#### Data
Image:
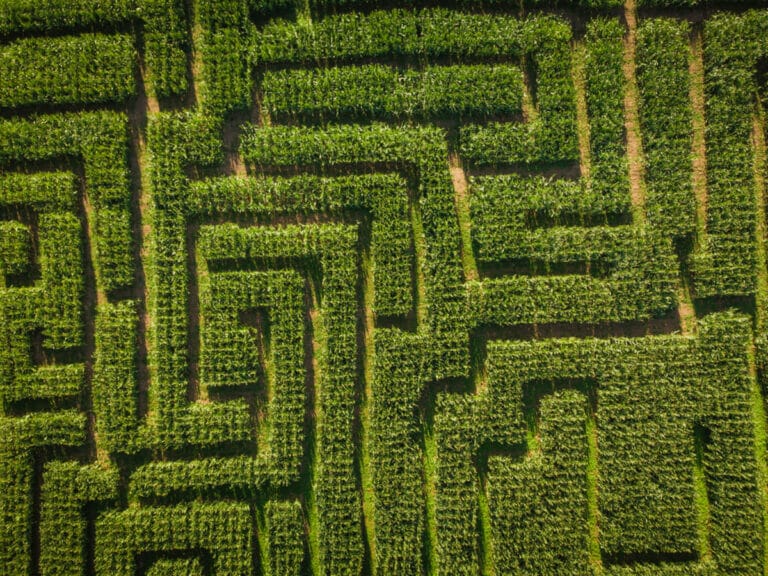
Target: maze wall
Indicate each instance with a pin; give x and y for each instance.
(342, 287)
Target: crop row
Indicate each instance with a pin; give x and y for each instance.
(543, 401)
(385, 92)
(90, 67)
(725, 260)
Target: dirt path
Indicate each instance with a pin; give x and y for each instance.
(461, 188)
(582, 119)
(696, 70)
(631, 117)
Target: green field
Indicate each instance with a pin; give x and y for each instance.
(349, 288)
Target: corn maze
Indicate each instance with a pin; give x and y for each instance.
(348, 288)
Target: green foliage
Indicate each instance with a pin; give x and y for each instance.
(44, 15)
(725, 259)
(666, 120)
(384, 92)
(332, 370)
(84, 69)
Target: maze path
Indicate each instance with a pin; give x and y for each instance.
(352, 366)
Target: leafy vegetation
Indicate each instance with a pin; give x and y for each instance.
(346, 288)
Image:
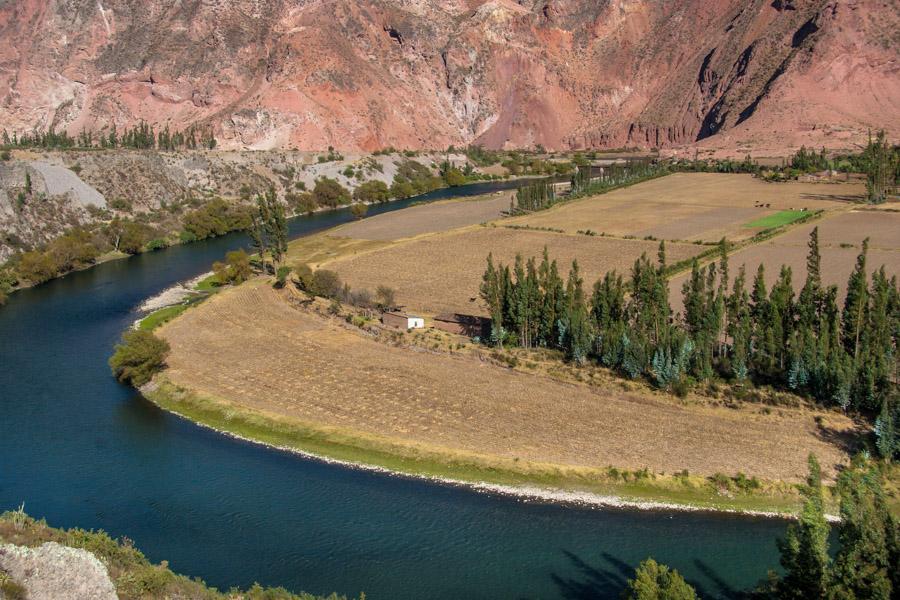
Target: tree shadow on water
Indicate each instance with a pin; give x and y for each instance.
(606, 580)
(610, 576)
(720, 589)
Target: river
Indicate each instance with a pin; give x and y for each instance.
(82, 450)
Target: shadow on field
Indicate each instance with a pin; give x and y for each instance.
(846, 441)
(856, 198)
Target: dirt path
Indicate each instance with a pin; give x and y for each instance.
(250, 347)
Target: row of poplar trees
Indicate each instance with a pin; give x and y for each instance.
(268, 230)
(807, 342)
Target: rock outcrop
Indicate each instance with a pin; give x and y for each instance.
(365, 74)
(53, 571)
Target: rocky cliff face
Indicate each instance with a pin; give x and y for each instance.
(364, 74)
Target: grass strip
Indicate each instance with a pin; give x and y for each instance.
(433, 462)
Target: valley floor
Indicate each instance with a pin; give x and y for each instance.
(271, 366)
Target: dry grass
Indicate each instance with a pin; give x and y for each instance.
(251, 347)
(442, 272)
(428, 218)
(691, 206)
(847, 228)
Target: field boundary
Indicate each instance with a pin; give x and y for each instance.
(550, 482)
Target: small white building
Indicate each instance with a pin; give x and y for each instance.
(402, 320)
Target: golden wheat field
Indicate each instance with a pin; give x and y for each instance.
(250, 346)
(692, 206)
(840, 240)
(442, 272)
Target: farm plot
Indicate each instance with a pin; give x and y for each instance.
(427, 218)
(840, 240)
(691, 206)
(249, 347)
(442, 272)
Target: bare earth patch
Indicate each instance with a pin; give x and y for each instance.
(847, 228)
(428, 218)
(249, 346)
(442, 272)
(691, 206)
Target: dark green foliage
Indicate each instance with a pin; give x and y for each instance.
(329, 193)
(414, 178)
(866, 565)
(842, 358)
(323, 283)
(536, 196)
(268, 229)
(881, 164)
(804, 551)
(867, 558)
(235, 270)
(372, 192)
(138, 356)
(214, 219)
(653, 581)
(359, 211)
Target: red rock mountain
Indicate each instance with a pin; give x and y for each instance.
(363, 74)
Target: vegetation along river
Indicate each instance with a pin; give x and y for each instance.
(82, 450)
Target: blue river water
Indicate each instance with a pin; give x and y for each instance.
(82, 450)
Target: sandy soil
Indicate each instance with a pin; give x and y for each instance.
(442, 272)
(691, 206)
(53, 571)
(249, 346)
(847, 228)
(428, 218)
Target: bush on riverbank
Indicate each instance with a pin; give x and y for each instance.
(134, 576)
(138, 357)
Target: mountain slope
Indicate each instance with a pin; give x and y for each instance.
(363, 74)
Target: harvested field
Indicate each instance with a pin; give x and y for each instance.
(880, 226)
(428, 218)
(442, 272)
(249, 346)
(691, 206)
(847, 228)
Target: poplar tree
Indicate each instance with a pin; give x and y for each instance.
(804, 551)
(866, 561)
(853, 317)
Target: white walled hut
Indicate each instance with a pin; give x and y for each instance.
(401, 320)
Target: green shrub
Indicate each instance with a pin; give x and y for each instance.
(36, 267)
(138, 356)
(372, 191)
(328, 192)
(653, 581)
(281, 276)
(157, 244)
(359, 211)
(324, 283)
(10, 589)
(235, 270)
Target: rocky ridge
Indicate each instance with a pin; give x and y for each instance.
(365, 74)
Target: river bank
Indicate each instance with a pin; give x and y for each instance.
(527, 482)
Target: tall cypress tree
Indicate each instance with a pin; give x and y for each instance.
(863, 567)
(804, 551)
(855, 303)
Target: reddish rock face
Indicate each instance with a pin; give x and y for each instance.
(364, 74)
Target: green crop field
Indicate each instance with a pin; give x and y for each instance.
(779, 219)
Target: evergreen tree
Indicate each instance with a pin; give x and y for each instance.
(653, 581)
(855, 302)
(804, 551)
(863, 567)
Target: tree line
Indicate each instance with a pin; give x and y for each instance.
(865, 565)
(142, 136)
(840, 355)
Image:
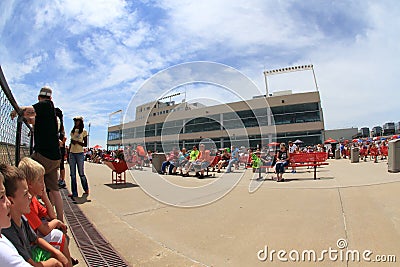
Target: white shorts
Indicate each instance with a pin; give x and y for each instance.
(56, 238)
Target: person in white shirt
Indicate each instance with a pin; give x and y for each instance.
(292, 149)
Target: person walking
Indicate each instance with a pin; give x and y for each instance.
(282, 160)
(47, 146)
(63, 139)
(76, 156)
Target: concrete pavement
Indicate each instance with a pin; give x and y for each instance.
(357, 202)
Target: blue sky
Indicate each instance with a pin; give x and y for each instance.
(96, 54)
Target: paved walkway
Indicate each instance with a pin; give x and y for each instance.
(356, 202)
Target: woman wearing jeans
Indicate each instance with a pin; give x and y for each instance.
(76, 157)
(282, 160)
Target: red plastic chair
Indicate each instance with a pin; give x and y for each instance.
(118, 171)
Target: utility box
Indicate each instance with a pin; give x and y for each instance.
(337, 153)
(157, 160)
(355, 154)
(394, 156)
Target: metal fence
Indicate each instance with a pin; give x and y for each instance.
(16, 136)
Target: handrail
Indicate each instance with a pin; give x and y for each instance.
(19, 127)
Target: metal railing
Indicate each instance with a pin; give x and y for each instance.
(16, 136)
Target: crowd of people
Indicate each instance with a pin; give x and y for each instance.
(33, 232)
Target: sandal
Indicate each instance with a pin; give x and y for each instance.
(74, 261)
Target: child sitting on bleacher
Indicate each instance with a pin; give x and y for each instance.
(43, 219)
(35, 250)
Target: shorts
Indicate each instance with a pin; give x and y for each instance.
(50, 167)
(62, 150)
(56, 238)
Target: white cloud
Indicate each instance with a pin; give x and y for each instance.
(16, 71)
(65, 59)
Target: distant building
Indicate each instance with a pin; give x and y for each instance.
(158, 124)
(341, 134)
(364, 132)
(377, 131)
(389, 128)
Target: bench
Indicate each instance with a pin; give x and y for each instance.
(309, 159)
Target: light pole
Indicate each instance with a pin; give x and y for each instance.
(89, 135)
(286, 70)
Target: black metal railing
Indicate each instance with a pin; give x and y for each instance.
(16, 135)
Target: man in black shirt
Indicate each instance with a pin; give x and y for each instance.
(46, 143)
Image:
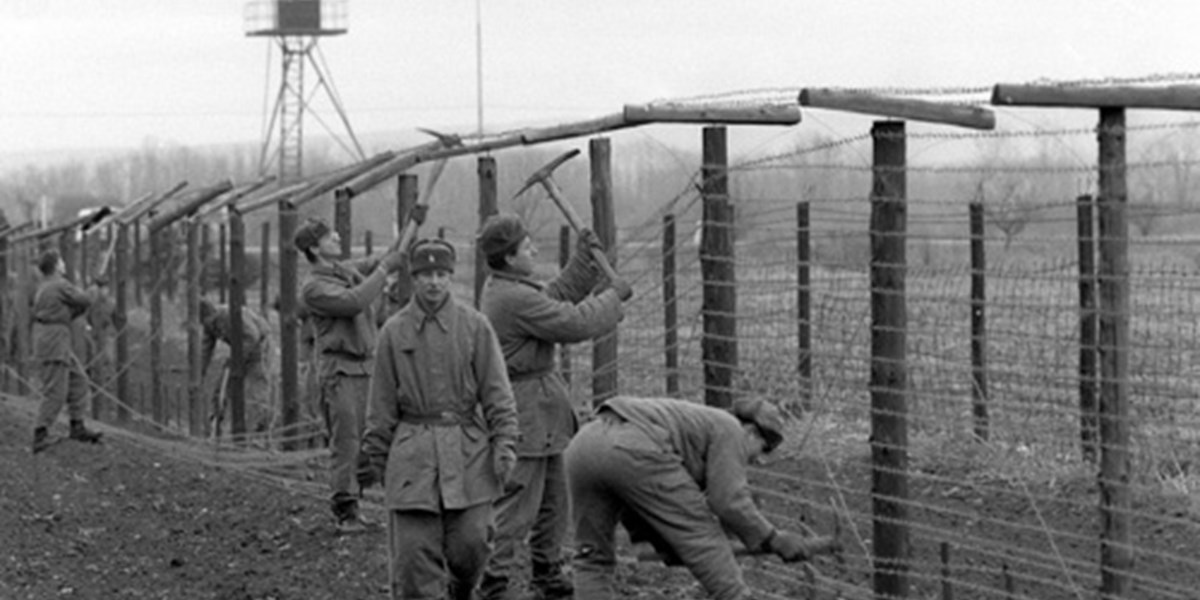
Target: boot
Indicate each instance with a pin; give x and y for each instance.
(41, 439)
(550, 583)
(81, 433)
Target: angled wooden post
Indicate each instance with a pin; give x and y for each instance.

#### Set exercise
Quote the preceding records in their entirety, excluding every picture.

#### In response
Image:
Target: maze wall
Indicate each instance with a pin; give x and y for each instance.
(342, 287)
Target: crop row
Indicate each instance with a pin; give x and y for each instance.
(543, 401)
(385, 92)
(90, 67)
(725, 260)
Target: dirt path
Indicate each instance with a pin; give x and y for each instance.
(461, 188)
(582, 119)
(696, 70)
(631, 117)
Target: green field
Indicate each instance with a pin; give x and y for each instance.
(349, 288)
Target: corn maze
Indicate each instance with a pin; give x and y for each instance.
(348, 288)
Target: green foliage
Indicate each instance with a pin; give x and y for each instance.
(44, 15)
(725, 259)
(666, 120)
(384, 92)
(332, 370)
(84, 69)
Target: maze path
Indicate each instance with a pin; give x and y for each instance.
(352, 366)
Target: leafy vegetation
Indicate each instance with a pin; give x and y for each instance.
(346, 288)
Image:
Target: tree shadow on water
Indicate each instance with a pin; give x and y for each instance.
(606, 580)
(610, 576)
(720, 589)
Target: river
Indicate each instance with a pin; give x and y for each instance.
(82, 450)
Target: shadow on field
Indicate each instance with a pin; give x and y for each instance.
(846, 441)
(856, 198)
Target: dirt path
Indicate each instance with a pin; give x and y for each instance.
(250, 347)
Target: row of poplar trees
Indicate each instance with a pin; give x and y for each instance.
(268, 230)
(807, 342)
Target: rock outcrop
Indicate each instance with a pin; give x and y for each instance.
(365, 74)
(53, 571)
Target: rocky cliff face
Indicate each instance with a pin; give x and y for each instance.
(364, 74)
Target: grass strip
Indicate each instance with a pin; give x and y for each instance.
(433, 462)
Target: valley floor
Indicate each instance with a pin; give x and y for each instance.
(271, 366)
Target: dry grass
Indicate each instance with a pin; give x and y for each instance.
(251, 347)
(442, 272)
(428, 218)
(691, 206)
(847, 228)
Target: field boundary
Indicate each instance with a pin; give x and y for each instance.
(550, 482)
Target: small white building
Indicate each instance with a pin; give x and y for each instance.
(402, 320)
Target: golden wheat field
Indicate each instance with a pin; give x and y for each instance.
(250, 346)
(692, 206)
(840, 240)
(442, 272)
Target: farm plot
Indicate each instance with a pin; give x and y for each instance.
(427, 218)
(840, 240)
(691, 206)
(249, 347)
(442, 272)
Target: bare earth patch
Indicate each instance with a pin; give x and y for each instance.
(847, 228)
(428, 218)
(249, 346)
(442, 272)
(691, 206)
Target: dark green foliage
Indicate each instance with a pin; give x and y for each instance.
(329, 193)
(414, 178)
(866, 565)
(842, 358)
(323, 283)
(536, 196)
(268, 229)
(881, 164)
(804, 551)
(867, 558)
(235, 270)
(372, 192)
(138, 356)
(214, 219)
(653, 581)
(359, 211)
Target: red rock mountain
Indicate each instance with a pin; give x and y for each instance.
(363, 74)
Target: vegetation along river
Indicate each instance with a pin; give x and y for each instance.
(82, 450)
Target: blue river water
Indicate each instance with a pin; give x and y for each instance.
(82, 450)
Target: sandy soil
Indicate each instance with a pin; give x and y for each instance.
(442, 272)
(691, 206)
(53, 571)
(249, 346)
(847, 228)
(428, 218)
Target: bush on riverbank
Indicate each instance with a pin; give x and y for each instance.
(134, 576)
(138, 357)
Target: mountain slope
Indicate each instance with a pin; give x and y for each instance.
(363, 74)
Target: harvested field
Indicate each instance with a pin; give x and y for each instance.
(880, 226)
(428, 218)
(442, 272)
(249, 346)
(691, 206)
(847, 228)
Target: poplar tree
Indicate each instance with a pin; give x and y for each instance.
(804, 551)
(866, 561)
(853, 317)
Target: white walled hut
Indicate each instance with a pin; give x and y for each instance.
(401, 320)
Target: green shrub
Indicate each instance with a pin; give x and y for each instance.
(36, 267)
(138, 356)
(372, 191)
(328, 192)
(653, 581)
(281, 276)
(157, 244)
(359, 211)
(324, 283)
(10, 589)
(235, 270)
Target: rocky ridge
Indicate each instance with a pin; give x and y for each instance.
(365, 74)
Target: river bank
Indicate each instance with a pin; give x and y for each instance.
(527, 482)
Target: tall cypress tree
Indicate each instance with a pin; give x and y for each instance.
(863, 567)
(804, 551)
(855, 303)
Target: reddish rock face
Indicate each instance with a pin; give x and y for each instance.
(364, 74)
Target: green crop field
Indicate each instance with a pin; give x and y for each instance.
(779, 219)
Target: evergreen tree
Indicate each instance with a pin; give x and y for each instance.
(653, 581)
(855, 302)
(804, 551)
(863, 567)
Target: tree line
Indicate each instance with a pin; give x and y for each instance.
(865, 565)
(142, 136)
(840, 355)
Image:
Target: white shorts
Indicate each instance with a pin; give x and y for each instance.
(56, 238)
Target: person in white shirt
Indicate each instance with a pin; give x and y for each instance.
(292, 149)
Target: person walking
Indicate each instance with a pin; give x and y for each instance.
(282, 160)
(47, 146)
(63, 139)
(76, 156)
Target: concrete pavement
Indicate each instance with a pin; give x and y for each instance.
(357, 202)
Target: blue sky
Indicate each instance with a pin; give x and y for each instance.
(96, 54)
Target: paved walkway
Indicate each instance with a pin; give x and y for each instance.
(356, 202)
Target: woman wearing jeans
Indicate each instance with a pin; give x and y for each instance.
(76, 157)
(282, 160)
Target: red plastic chair
Indicate each instance with a pin; give x and y for each instance.
(118, 171)
Target: utility box
Indicate each instance with a pin; give x and y for each instance.
(337, 153)
(157, 160)
(355, 154)
(394, 156)
Target: metal fence
Indicate each instance with a pin; give x and y for each instance.
(16, 136)
Target: handrail
Indicate each instance with a pin; give x and y for each instance.
(19, 127)
Target: metal railing
Indicate each instance with a pin; give x and y for each instance.
(16, 136)
Target: crowd of people
Indicate each instance with a pin; give x and y for each instance.
(33, 232)
Target: sandal
Indicate each instance with a pin; give x and y for each instance.
(74, 261)
Target: child sitting on bleacher
Indicate each instance with a pin; give x and y for each instance.
(43, 219)
(35, 250)
Target: shorts
Indicate each instance with a pin; give x and y for each instance.
(50, 167)
(62, 150)
(56, 238)
Target: white cloud
Indicate each instance with a pin; give x and y for each instance.
(16, 71)
(65, 59)
Target: distant building
Indicate each instance with a pin; give x and y for each instance.
(158, 124)
(341, 134)
(364, 132)
(377, 131)
(389, 128)
Target: bench
Indicate each instance with a pin; give x and y for each instance.
(309, 159)
Target: light pole
Indicate each instance with a pin; give x and y for each instance.
(89, 135)
(286, 70)
Target: black metal railing
Indicate each instance with a pin; give x and y for each instance.
(16, 135)
Target: man in black shirt
Indicate each instance with a pin; give x and y for each instance.
(46, 143)
Image:
Target: boot
Indicate each instance with a pin; give x and y for each instance.
(41, 439)
(550, 583)
(81, 433)
Target: angled wooden post
Indicate each instance with a pin; give x and y for each instance.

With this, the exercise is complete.